### What you will do:
Line for line, the listing below is to be transcribed exactly.

### Task data:

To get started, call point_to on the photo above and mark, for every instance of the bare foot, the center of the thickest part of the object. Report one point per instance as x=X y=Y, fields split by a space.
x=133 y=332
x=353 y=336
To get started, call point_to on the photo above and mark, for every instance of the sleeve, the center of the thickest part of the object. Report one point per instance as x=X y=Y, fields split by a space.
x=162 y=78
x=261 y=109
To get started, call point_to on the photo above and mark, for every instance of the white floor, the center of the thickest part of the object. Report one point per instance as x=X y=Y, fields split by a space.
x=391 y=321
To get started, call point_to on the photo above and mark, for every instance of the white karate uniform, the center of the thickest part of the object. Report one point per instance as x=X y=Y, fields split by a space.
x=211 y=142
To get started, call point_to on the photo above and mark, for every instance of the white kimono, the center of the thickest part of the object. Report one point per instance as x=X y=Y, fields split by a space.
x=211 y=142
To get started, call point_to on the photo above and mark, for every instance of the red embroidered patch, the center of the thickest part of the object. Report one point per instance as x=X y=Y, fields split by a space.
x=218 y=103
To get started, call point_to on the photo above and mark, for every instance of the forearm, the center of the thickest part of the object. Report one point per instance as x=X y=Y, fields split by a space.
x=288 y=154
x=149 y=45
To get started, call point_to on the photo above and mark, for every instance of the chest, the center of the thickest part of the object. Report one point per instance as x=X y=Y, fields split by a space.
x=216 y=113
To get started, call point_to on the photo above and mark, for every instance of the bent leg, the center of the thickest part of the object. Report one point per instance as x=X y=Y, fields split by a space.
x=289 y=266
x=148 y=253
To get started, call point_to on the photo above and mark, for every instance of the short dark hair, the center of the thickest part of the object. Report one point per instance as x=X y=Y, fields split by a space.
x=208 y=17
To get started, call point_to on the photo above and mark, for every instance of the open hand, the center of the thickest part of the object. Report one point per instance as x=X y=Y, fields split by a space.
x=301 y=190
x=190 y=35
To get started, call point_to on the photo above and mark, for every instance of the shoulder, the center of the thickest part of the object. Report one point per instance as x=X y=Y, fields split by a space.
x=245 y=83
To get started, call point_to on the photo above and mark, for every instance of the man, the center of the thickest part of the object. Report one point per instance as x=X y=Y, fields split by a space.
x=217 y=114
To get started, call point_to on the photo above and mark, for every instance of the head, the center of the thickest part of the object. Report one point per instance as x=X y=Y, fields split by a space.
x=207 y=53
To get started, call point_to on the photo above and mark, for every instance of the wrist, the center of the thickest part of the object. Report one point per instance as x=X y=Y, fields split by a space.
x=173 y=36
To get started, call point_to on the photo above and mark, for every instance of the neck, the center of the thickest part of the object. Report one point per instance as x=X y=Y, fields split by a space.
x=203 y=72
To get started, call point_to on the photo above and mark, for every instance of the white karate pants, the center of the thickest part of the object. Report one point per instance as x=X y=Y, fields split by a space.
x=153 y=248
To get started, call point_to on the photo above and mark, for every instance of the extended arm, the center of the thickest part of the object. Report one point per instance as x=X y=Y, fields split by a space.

### Result below:
To get started, call point_to on the photo above and mark, for every instance of the bare foot, the center of the thickest part of the object. Report one point per instance as x=X y=Y, fields split by a space.
x=133 y=332
x=353 y=336
To get started, call point_to on the photo above and mark, for every instance of the sleeve, the center of the thickest part of the object. Report one point per instance as x=X y=Y, fields split by a space.
x=162 y=78
x=261 y=109
To get started, call point_to on the photo above and mark, for every instance of the white floor, the center of the thickest part of the object. Report one point per instance as x=X y=Y, fields split by a space.
x=391 y=321
To get started, call point_to on the photo above and mark, for every instance of the white karate uniform, the center of the thickest part of the object. Report one point per instance as x=X y=Y, fields split by a space.
x=211 y=142
To get started, call point_to on the photo above and mark, for every instance of the white kimono, the center of the thickest part of the object. Report one point per instance as x=X y=Y, fields split by a space.
x=211 y=142
To get started, call point_to on the photo above and mark, for every instance of the red embroidered patch, the center of the thickest part of the object. Report one point per instance as x=X y=Y, fields split by a space.
x=218 y=103
To get started, call point_to on the photo above and mark, for every instance of the forearm, the center of the thickest part of the object. Report one point per instance as x=X y=Y, fields split by a space.
x=288 y=154
x=149 y=45
To get started, call point_to on the photo above and mark, for every instance of the chest, the center of the thickest part of the object. Report one point per instance as x=X y=Y, fields split by a space.
x=216 y=113
To get started, call point_to on the photo above and mark, for every instance of the bent leg, the center of the thickest part of the object. Report one point per instance as x=X y=Y, fields split by a space.
x=289 y=266
x=148 y=253
To get started, call point_to on the photo above and mark, for every instance of the short dark hair, the center of the thickest part of the object. Report one point per instance as x=X y=Y, fields split by a space.
x=208 y=17
To get started, call point_to on the photo above and mark, for every instance of the open hand, the center of the thickest part of the object. Report one point per instance as x=X y=Y, fields split by a space.
x=301 y=190
x=190 y=35
To get started, call point_to on the photo above and mark, for every instance of the shoulder, the center of the thickest part of the object. Report one point per instance as x=X y=Y, fields split by a space.
x=245 y=83
To get started, call point_to on the photo above and mark, for every instance of the man, the center of the thickest part of the object. Report one point per instance as x=X y=Y, fields split by a space.
x=217 y=114
To get started, call point_to on the photo above and mark, for every instance of the head, the center of the thickest part of the object. Report one point per instance as x=X y=Y, fields split by a space.
x=207 y=53
To get started, call point_to on the photo above and mark, for every instance of the wrist, the center of the thickest part of the object. Report one point per instance as x=X y=Y, fields split by a space.
x=173 y=36
To get started, call point_to on the photo above and mark, for every instance of the neck, the center of the thickest part of the object. Report one point per instance as x=X y=Y, fields split by a space.
x=203 y=72
To get started, call point_to on the photo above and mark, for every instance of the white karate pants, the center of the thickest part of the object. Report one point per instance as x=X y=Y, fields split by a space.
x=153 y=248
To get started, call point_to on the photo above and mark, for every instance of the extended arm, the center of the thickest part of the object. Report one point per instance as x=X y=Y, fields split by a space.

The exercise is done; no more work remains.